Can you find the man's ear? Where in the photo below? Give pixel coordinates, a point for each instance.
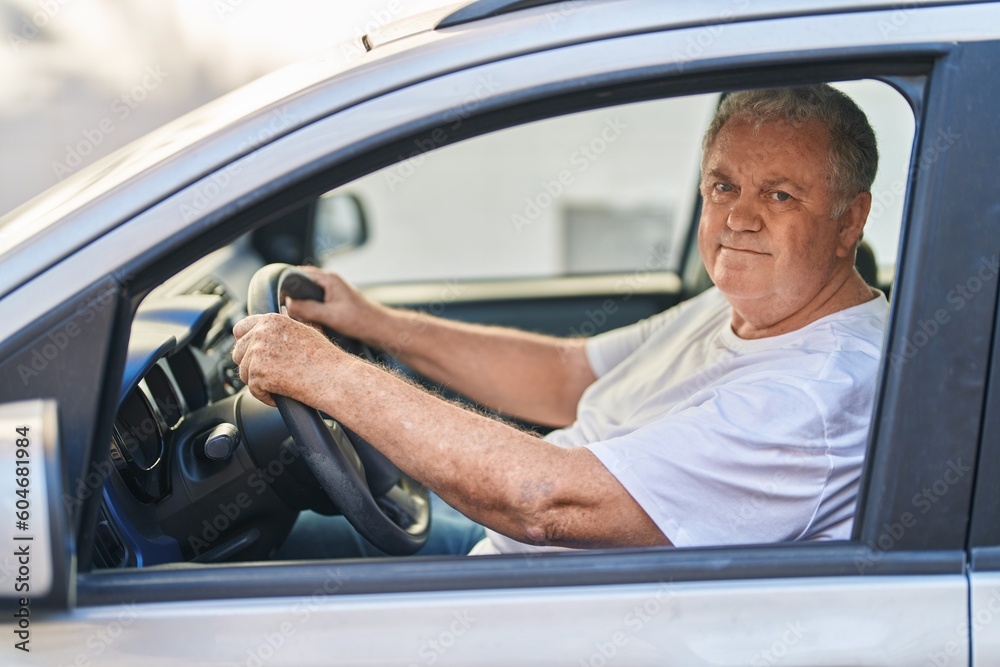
(852, 224)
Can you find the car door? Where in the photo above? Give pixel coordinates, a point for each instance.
(893, 595)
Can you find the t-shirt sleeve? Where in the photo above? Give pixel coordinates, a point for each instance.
(607, 350)
(705, 477)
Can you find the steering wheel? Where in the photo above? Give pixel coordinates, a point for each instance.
(388, 507)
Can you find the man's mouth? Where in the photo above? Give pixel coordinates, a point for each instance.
(747, 250)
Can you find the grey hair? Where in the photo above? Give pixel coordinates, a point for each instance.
(853, 149)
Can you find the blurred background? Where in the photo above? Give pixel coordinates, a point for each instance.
(80, 78)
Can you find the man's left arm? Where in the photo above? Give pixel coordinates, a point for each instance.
(503, 478)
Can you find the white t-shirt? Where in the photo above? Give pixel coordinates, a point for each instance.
(723, 440)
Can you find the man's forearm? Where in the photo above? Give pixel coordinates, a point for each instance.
(503, 478)
(529, 376)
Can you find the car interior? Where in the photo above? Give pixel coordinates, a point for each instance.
(570, 225)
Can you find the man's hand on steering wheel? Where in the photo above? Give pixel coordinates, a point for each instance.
(278, 355)
(344, 309)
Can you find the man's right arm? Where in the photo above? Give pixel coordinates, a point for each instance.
(530, 376)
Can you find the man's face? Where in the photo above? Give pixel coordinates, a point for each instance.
(766, 235)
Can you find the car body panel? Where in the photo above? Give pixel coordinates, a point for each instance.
(876, 621)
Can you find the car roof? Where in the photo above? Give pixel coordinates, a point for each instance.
(109, 192)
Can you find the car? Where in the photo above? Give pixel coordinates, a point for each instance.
(466, 165)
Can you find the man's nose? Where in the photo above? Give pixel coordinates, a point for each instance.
(744, 216)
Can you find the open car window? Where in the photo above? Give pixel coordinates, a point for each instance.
(572, 225)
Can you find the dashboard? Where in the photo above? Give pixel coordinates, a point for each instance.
(197, 469)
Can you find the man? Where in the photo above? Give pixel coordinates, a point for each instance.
(740, 416)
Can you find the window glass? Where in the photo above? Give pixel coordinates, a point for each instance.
(605, 191)
(610, 190)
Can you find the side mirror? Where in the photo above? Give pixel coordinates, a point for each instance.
(339, 225)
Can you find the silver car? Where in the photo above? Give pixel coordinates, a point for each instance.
(525, 163)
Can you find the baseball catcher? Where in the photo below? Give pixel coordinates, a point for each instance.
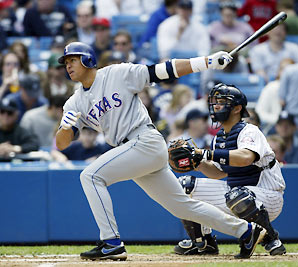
(253, 189)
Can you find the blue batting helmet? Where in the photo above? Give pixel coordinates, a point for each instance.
(232, 96)
(88, 57)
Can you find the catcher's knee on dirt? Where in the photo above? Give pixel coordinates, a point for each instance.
(188, 183)
(242, 202)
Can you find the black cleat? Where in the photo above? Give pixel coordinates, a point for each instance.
(104, 251)
(207, 247)
(275, 247)
(247, 246)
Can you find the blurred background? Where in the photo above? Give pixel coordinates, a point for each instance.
(40, 194)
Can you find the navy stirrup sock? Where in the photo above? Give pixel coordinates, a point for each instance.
(247, 233)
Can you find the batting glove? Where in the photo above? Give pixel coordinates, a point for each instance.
(213, 60)
(69, 119)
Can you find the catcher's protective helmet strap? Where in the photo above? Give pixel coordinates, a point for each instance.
(233, 97)
(88, 56)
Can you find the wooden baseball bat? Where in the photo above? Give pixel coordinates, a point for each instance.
(268, 26)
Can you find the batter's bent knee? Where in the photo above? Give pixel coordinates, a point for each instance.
(87, 177)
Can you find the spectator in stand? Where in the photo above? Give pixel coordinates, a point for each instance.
(286, 128)
(102, 29)
(268, 105)
(196, 128)
(13, 138)
(181, 96)
(56, 83)
(110, 8)
(10, 67)
(278, 146)
(43, 120)
(47, 18)
(288, 90)
(58, 44)
(153, 112)
(265, 58)
(122, 42)
(181, 33)
(258, 12)
(3, 41)
(83, 32)
(166, 10)
(29, 96)
(111, 57)
(229, 31)
(292, 19)
(8, 17)
(21, 7)
(85, 148)
(22, 51)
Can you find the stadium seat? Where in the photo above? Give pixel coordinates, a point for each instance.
(212, 12)
(192, 80)
(250, 84)
(135, 25)
(70, 5)
(292, 38)
(38, 49)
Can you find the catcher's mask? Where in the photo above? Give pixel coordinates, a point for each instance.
(228, 96)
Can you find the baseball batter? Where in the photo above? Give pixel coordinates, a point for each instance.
(108, 102)
(254, 186)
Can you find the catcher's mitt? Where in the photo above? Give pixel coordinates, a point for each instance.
(182, 156)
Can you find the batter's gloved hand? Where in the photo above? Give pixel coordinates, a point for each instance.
(69, 119)
(182, 156)
(213, 60)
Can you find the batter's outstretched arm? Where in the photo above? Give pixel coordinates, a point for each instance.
(241, 157)
(176, 68)
(67, 129)
(210, 170)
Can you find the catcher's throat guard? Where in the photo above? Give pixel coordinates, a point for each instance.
(182, 156)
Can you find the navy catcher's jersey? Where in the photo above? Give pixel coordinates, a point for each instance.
(249, 136)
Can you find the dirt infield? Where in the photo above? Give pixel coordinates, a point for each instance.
(136, 260)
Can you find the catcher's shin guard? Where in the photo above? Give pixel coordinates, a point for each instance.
(242, 202)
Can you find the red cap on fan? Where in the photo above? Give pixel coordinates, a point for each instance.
(101, 22)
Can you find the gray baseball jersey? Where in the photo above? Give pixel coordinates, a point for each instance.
(112, 106)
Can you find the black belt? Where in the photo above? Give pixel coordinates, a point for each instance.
(150, 126)
(125, 140)
(269, 166)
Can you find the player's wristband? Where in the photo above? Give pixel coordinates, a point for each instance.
(222, 156)
(207, 154)
(198, 64)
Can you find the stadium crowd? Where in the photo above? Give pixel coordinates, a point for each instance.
(34, 86)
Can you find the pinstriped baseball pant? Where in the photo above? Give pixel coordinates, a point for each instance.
(212, 191)
(144, 159)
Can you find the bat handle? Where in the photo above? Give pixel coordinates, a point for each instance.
(221, 60)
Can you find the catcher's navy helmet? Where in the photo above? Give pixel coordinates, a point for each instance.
(88, 57)
(233, 97)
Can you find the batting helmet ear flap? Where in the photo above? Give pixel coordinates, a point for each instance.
(88, 56)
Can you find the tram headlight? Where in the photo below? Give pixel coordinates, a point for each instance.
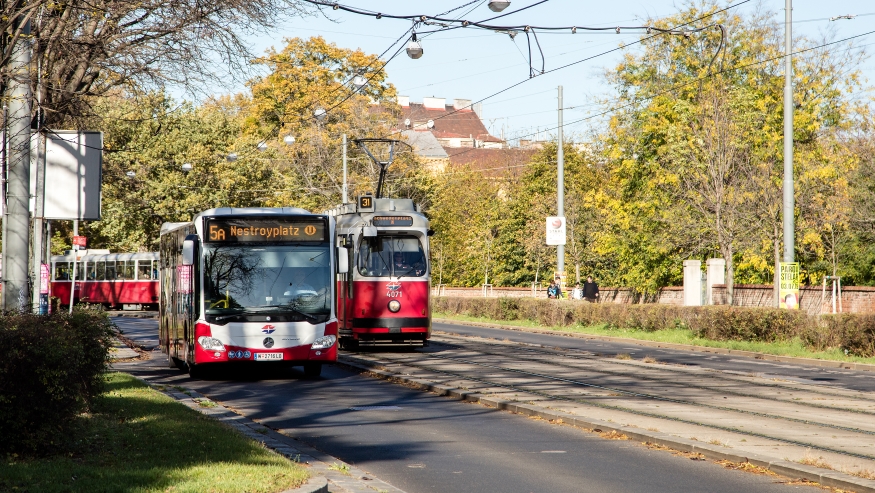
(210, 343)
(323, 342)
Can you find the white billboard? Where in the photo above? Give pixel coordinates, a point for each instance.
(555, 230)
(74, 167)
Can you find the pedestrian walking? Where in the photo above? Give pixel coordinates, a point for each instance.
(577, 292)
(553, 291)
(590, 290)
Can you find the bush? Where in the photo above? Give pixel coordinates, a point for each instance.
(51, 368)
(854, 333)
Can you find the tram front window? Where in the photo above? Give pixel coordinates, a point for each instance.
(286, 280)
(391, 256)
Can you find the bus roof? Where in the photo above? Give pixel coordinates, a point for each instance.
(237, 211)
(253, 211)
(107, 257)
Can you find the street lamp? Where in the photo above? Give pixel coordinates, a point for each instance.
(414, 49)
(498, 5)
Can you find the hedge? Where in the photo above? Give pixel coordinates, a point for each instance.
(51, 368)
(854, 333)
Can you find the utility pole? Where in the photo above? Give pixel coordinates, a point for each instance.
(789, 202)
(345, 188)
(560, 187)
(16, 218)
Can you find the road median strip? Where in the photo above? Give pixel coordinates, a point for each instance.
(345, 477)
(820, 363)
(136, 437)
(781, 467)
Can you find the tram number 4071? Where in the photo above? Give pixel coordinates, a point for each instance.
(393, 290)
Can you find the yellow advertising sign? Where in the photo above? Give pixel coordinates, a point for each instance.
(789, 285)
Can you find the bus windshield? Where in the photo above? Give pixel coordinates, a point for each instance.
(287, 280)
(391, 255)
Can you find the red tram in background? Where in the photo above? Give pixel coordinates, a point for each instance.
(384, 298)
(116, 280)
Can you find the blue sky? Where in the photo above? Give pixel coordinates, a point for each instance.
(473, 64)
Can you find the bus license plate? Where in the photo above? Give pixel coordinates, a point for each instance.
(268, 356)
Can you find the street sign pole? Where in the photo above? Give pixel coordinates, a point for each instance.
(560, 188)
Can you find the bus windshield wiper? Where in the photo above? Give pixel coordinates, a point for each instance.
(225, 317)
(281, 308)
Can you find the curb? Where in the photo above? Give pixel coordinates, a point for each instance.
(316, 484)
(844, 365)
(792, 470)
(134, 314)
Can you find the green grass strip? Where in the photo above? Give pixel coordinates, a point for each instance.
(793, 347)
(139, 440)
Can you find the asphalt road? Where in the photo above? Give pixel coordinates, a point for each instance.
(420, 442)
(832, 377)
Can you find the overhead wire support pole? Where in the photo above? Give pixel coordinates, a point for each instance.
(345, 186)
(560, 186)
(16, 218)
(789, 199)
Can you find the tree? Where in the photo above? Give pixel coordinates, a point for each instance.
(89, 48)
(696, 127)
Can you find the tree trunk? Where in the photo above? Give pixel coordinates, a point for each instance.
(777, 277)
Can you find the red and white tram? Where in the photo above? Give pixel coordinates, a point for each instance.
(116, 280)
(384, 299)
(250, 285)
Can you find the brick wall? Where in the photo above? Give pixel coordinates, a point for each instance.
(855, 299)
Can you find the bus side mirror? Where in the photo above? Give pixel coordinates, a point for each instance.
(342, 260)
(188, 251)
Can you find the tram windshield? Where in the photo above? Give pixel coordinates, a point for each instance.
(287, 280)
(391, 255)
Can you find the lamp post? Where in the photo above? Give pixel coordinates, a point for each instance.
(414, 48)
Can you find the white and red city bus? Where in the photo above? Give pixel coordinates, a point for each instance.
(249, 285)
(384, 298)
(115, 280)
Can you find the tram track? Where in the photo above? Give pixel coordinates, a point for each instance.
(664, 381)
(596, 357)
(767, 420)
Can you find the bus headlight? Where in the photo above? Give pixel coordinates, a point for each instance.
(323, 342)
(210, 343)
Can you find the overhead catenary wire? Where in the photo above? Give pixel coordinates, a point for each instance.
(675, 87)
(523, 81)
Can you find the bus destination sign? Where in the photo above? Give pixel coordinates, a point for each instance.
(392, 221)
(239, 230)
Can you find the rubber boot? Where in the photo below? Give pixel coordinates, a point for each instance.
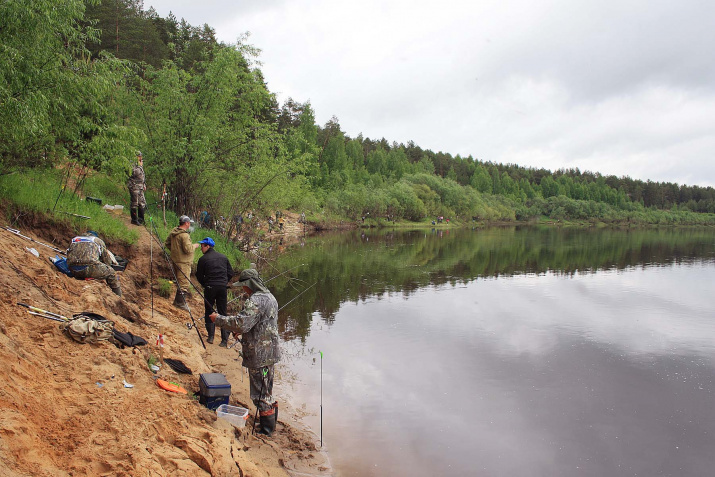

- _YOUR GOAL_: Please lay out everything in the records above, from the line containing "Can you find the asphalt" down to the end, as a Markdown table with the columns Row and Entry, skipping blank lines and leaving out the pictures.

- _WRITTEN SOLUTION_:
| Row | Entry |
|---|---|
| 1 | Can you find the asphalt road? Where in the photo above? Give pixel coordinates, a point for each instance. |
| 2 | (420, 442) |
| 3 | (832, 377) |
| 4 | Can you find the overhead wire support pole? Where in the photo above? Give pixel coordinates, a point for each instance. |
| 5 | (345, 186) |
| 6 | (560, 186) |
| 7 | (16, 218) |
| 8 | (789, 199) |
| 9 | Can you find the tree? Where in the photo above? Give pixel coordinates, a point for each instance. |
| 10 | (89, 48) |
| 11 | (696, 127) |
| 12 | Can you find the tree trunk? Where in the photo above? Give pixel coordinates, a point for each instance. |
| 13 | (777, 277) |
| 14 | Can you find the red and white tram? Where in the photo above? Give pixel coordinates, a point for each instance. |
| 15 | (116, 280) |
| 16 | (384, 299) |
| 17 | (250, 285) |
| 18 | Can you find the brick wall? Where in the photo above? Give pixel coordinates, a point for each instance. |
| 19 | (855, 299) |
| 20 | Can you find the bus side mirror? Where in the photo above? Give pixel coordinates, a point for each instance. |
| 21 | (342, 260) |
| 22 | (188, 251) |
| 23 | Can you find the tram windshield? Where in the photo above? Give pixel coordinates, a point for each instance. |
| 24 | (287, 280) |
| 25 | (391, 255) |
| 26 | Can you find the lamp post? Where in the photo above? Give pixel coordinates, a point for each instance. |
| 27 | (414, 48) |
| 28 | Can you find the white and red city bus? Where in the photo above? Give pixel coordinates, a point for each instance. |
| 29 | (249, 285) |
| 30 | (384, 298) |
| 31 | (115, 280) |
| 32 | Can you find the tram track? Where in the photo above? Give pixel coordinates, a point for each instance. |
| 33 | (664, 381) |
| 34 | (596, 357) |
| 35 | (767, 420) |
| 36 | Can you find the bus headlight? Where in the photo above? Give pixel coordinates, a point for each instance. |
| 37 | (323, 342) |
| 38 | (210, 343) |
| 39 | Can you find the overhead catenary wire? Where in the photo above? Give pixel coordinates, a point for each instance. |
| 40 | (675, 87) |
| 41 | (523, 81) |
| 42 | Can you find the bus destination sign? Where in the photo above? Give pixel coordinates, a point for each instance. |
| 43 | (392, 221) |
| 44 | (239, 230) |
| 45 | Can you find the rubber boot? Where in the photo below? Give pixel coordinates, a point for each instance. |